[Extracted data entries]
※

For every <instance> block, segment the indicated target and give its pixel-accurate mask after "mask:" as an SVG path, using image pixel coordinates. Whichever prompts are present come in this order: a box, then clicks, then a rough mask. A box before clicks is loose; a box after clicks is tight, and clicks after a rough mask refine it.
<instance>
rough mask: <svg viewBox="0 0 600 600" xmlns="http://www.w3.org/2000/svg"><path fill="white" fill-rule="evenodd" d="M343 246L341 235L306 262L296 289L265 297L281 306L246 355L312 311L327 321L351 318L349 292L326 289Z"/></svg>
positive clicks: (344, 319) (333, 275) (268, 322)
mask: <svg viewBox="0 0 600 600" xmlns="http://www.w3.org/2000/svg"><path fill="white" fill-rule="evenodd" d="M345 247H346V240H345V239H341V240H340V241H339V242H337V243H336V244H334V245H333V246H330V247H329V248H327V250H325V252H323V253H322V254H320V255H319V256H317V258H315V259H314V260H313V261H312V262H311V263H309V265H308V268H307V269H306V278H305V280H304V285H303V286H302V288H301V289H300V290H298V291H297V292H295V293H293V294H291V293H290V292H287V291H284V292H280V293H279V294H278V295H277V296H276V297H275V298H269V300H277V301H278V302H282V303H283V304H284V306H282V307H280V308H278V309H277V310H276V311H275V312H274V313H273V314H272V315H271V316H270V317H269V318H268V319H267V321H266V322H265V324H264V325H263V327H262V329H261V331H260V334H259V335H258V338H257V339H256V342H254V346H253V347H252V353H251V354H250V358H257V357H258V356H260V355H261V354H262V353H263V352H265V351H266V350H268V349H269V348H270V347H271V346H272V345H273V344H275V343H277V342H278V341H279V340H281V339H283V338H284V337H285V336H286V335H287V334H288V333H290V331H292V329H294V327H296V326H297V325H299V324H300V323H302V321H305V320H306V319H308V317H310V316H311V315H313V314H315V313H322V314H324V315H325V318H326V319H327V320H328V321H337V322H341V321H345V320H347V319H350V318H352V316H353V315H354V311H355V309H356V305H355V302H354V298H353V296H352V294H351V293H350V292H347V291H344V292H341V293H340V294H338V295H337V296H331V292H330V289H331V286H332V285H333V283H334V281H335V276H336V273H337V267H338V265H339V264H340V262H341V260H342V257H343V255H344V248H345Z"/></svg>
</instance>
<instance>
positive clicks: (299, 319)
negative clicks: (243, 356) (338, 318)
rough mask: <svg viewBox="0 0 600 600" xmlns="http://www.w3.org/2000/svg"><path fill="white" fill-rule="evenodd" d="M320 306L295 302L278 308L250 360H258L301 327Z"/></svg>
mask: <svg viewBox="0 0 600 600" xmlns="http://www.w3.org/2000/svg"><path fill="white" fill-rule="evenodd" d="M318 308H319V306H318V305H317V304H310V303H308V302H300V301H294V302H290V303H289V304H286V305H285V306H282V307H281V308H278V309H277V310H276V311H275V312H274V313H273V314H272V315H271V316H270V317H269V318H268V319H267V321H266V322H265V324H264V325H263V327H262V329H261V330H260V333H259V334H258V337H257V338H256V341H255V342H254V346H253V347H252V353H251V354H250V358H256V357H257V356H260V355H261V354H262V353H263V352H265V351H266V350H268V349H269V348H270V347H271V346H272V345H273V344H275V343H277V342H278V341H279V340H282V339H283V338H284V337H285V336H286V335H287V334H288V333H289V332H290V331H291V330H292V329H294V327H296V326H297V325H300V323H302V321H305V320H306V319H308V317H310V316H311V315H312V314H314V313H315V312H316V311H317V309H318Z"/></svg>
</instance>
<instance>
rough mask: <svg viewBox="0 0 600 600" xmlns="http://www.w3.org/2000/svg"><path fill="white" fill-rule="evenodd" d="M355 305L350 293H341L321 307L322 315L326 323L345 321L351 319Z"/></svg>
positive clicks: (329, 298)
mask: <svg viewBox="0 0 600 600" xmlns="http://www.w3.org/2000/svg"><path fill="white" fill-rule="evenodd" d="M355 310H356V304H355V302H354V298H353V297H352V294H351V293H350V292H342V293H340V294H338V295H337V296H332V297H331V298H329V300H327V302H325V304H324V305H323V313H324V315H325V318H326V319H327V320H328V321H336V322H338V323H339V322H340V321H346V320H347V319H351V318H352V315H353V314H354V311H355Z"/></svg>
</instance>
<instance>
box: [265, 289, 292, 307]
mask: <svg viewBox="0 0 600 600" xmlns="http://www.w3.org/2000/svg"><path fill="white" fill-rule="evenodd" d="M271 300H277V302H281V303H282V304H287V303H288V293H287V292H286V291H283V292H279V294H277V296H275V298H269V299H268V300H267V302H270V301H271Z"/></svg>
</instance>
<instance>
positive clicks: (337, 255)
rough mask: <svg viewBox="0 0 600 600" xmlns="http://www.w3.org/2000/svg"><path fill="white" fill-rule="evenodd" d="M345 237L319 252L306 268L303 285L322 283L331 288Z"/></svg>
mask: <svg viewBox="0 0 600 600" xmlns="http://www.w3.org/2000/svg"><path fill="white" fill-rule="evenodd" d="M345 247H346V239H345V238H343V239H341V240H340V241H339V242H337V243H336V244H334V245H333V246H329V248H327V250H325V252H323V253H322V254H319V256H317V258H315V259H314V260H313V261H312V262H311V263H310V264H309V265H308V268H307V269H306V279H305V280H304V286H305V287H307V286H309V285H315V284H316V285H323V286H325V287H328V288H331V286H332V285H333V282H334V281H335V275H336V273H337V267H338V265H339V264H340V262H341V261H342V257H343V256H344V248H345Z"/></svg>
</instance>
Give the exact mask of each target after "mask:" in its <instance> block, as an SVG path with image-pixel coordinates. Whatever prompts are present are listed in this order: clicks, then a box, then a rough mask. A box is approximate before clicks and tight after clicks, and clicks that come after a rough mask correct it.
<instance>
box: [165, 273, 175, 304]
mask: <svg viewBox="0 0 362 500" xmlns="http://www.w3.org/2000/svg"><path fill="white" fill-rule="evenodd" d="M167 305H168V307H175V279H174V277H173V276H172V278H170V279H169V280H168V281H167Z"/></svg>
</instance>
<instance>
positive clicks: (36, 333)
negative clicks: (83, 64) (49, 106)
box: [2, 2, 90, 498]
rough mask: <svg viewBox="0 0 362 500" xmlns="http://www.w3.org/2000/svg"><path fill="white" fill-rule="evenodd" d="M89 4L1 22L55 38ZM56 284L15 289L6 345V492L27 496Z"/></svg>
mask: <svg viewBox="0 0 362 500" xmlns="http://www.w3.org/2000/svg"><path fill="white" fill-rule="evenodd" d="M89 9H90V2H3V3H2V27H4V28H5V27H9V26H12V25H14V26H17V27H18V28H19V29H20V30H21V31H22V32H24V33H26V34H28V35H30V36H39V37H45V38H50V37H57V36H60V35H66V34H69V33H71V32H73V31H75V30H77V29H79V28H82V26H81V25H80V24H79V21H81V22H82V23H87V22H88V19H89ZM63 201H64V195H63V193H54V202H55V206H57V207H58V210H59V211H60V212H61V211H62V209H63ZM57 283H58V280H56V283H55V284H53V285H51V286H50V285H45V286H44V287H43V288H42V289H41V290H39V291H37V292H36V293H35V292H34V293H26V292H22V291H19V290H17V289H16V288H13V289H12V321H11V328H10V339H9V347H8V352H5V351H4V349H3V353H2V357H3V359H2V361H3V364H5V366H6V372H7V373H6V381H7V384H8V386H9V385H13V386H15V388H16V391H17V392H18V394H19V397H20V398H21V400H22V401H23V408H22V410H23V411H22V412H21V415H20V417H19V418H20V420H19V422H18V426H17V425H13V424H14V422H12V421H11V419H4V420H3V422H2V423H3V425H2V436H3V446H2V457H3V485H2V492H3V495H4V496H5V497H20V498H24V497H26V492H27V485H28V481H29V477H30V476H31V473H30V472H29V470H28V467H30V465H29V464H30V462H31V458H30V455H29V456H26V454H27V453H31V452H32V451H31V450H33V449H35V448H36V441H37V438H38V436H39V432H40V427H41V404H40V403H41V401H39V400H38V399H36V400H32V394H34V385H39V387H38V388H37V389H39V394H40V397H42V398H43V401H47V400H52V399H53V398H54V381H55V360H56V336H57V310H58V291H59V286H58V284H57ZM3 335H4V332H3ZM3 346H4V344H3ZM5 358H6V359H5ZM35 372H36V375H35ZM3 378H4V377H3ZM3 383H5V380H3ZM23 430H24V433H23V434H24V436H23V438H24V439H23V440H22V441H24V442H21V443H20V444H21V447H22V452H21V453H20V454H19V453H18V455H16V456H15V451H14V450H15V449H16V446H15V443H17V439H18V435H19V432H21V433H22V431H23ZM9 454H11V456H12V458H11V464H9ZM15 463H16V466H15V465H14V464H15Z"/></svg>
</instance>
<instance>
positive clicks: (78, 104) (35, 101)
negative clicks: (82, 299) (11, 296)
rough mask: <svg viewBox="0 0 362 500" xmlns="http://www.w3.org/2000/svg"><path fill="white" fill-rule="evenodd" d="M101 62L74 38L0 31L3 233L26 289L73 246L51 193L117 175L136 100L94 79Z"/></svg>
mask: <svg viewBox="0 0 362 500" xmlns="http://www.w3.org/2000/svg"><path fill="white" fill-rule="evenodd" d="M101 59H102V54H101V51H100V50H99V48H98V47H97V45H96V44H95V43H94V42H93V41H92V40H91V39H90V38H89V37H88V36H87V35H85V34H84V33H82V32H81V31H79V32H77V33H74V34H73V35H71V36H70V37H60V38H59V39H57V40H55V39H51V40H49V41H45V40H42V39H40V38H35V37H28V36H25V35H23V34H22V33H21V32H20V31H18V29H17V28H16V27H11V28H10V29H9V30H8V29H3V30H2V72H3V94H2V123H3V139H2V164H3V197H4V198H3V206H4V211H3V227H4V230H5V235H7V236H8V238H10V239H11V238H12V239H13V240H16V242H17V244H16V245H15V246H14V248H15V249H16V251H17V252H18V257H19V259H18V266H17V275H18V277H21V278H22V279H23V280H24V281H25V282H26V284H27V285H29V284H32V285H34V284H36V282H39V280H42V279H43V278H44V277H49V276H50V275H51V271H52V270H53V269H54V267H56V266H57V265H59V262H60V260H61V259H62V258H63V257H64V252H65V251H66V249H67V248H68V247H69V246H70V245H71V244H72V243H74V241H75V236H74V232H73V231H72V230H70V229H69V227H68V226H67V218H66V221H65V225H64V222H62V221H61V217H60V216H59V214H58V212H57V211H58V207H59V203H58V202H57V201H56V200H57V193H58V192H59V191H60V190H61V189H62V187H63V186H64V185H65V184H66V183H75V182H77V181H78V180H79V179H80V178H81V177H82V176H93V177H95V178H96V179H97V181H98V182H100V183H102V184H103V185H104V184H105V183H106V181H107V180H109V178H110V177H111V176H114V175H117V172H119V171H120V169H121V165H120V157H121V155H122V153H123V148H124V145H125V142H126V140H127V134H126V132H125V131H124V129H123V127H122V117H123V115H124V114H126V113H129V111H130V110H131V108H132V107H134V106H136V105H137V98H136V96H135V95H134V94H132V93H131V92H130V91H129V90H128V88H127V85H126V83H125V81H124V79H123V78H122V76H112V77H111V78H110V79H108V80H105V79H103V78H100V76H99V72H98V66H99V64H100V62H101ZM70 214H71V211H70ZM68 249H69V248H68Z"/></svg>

※

[Action item]
Could you restate, word for word, the lines above from the one with "box: [265, 289, 292, 307]" to the one with "box: [2, 2, 90, 498]", both included?

[Your solution]
box: [265, 289, 292, 307]
mask: <svg viewBox="0 0 600 600" xmlns="http://www.w3.org/2000/svg"><path fill="white" fill-rule="evenodd" d="M271 300H277V302H281V303H282V304H287V303H288V293H287V292H286V291H283V292H279V294H277V296H275V298H269V299H268V300H267V302H270V301H271Z"/></svg>
</instance>
<instance>
positive clicks: (337, 255)
rough mask: <svg viewBox="0 0 600 600" xmlns="http://www.w3.org/2000/svg"><path fill="white" fill-rule="evenodd" d="M345 237L319 252L306 268L303 285L322 283L331 288Z"/></svg>
mask: <svg viewBox="0 0 600 600" xmlns="http://www.w3.org/2000/svg"><path fill="white" fill-rule="evenodd" d="M345 247H346V239H345V238H343V239H341V240H340V241H339V242H337V243H336V244H334V245H333V246H329V248H327V250H325V252H323V253H322V254H319V256H317V258H315V259H314V260H313V261H312V262H311V263H310V264H309V265H308V268H307V269H306V279H305V280H304V286H305V287H307V286H309V285H315V284H316V285H323V286H325V287H328V288H331V286H332V285H333V282H334V281H335V275H336V273H337V267H338V265H339V264H340V262H341V261H342V257H343V256H344V248H345Z"/></svg>
</instance>
Give the exact mask of each target after "mask:" in its <instance> block, as an SVG path with image-pixel coordinates. Whatever prompts are present are listed in this order: clicks, then a box, then a rough mask. A box is approximate before clicks and tight after clicks, and clicks that come after a rough mask correct it.
<instance>
box: [165, 273, 175, 304]
mask: <svg viewBox="0 0 362 500" xmlns="http://www.w3.org/2000/svg"><path fill="white" fill-rule="evenodd" d="M167 305H168V307H175V279H174V277H173V276H172V278H170V279H169V280H168V281H167Z"/></svg>
</instance>
<instance>
positive clicks: (36, 333)
negative clicks: (83, 64) (49, 106)
box: [2, 2, 90, 498]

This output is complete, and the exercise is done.